▶ _THE TASK_
Copy out the lines below word for word, leaving out the pictures.

[Data items]
>>
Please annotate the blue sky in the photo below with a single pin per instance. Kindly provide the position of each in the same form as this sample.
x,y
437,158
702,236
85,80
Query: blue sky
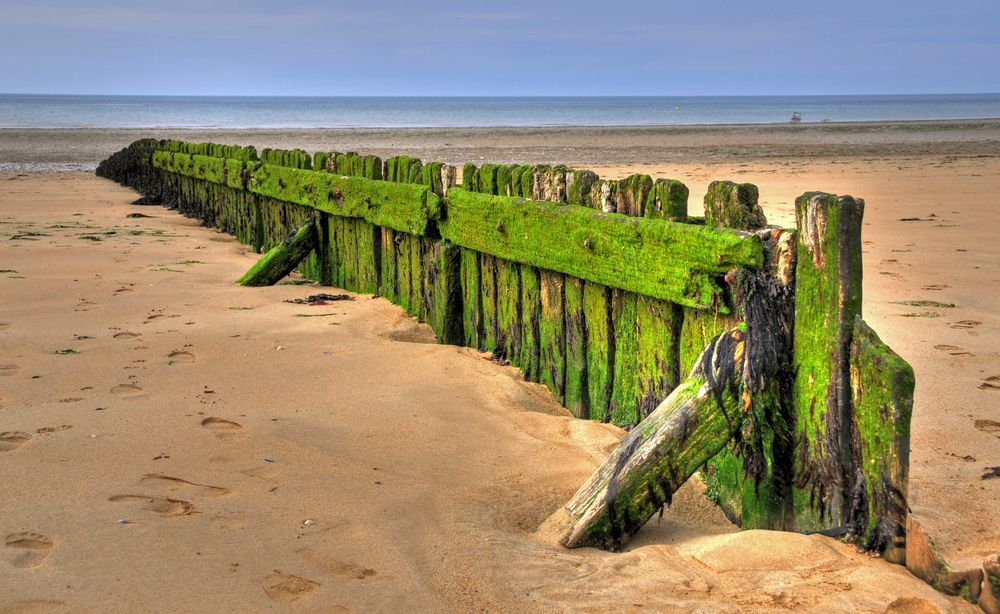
<<
▶ _THE SOLUTION_
Please annotate the blue sky in the photo below with a single pin per instance. Kindly provide the position of each in the same form as this sample.
x,y
437,158
702,236
85,80
Query: blue sky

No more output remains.